MATERIAL SHOWN:
▼

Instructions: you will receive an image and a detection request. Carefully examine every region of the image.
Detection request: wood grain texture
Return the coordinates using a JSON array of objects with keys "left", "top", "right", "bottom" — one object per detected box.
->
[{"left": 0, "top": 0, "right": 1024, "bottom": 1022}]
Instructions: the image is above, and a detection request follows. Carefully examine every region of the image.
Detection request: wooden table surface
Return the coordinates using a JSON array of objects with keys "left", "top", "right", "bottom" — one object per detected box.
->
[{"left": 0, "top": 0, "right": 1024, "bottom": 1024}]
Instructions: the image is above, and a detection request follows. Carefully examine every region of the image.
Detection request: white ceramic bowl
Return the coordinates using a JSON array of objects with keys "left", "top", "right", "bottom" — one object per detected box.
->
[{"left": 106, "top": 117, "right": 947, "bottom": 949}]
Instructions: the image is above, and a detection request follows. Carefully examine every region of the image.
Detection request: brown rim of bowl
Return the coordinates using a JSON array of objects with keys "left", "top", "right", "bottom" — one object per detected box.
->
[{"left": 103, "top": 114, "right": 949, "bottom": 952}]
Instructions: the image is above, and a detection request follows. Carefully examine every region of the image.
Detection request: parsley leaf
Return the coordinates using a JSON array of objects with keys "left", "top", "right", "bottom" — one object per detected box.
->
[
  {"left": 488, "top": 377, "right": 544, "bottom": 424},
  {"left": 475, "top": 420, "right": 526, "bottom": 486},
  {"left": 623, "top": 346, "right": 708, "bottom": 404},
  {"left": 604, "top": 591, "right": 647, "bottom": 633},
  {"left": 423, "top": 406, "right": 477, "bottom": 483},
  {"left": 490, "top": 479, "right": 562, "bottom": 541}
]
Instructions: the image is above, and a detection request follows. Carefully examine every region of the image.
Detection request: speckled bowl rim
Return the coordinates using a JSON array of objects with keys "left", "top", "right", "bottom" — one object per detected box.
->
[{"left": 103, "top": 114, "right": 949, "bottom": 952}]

▲

EXERCISE DETAILS:
Show every line of the material above that contains the word "bowl", copying each line in full. Case counts when matching.

EXERCISE SOLUTION:
Detection request: white ceramic bowl
Detection request: brown rim of bowl
Detection request: speckled bowl rim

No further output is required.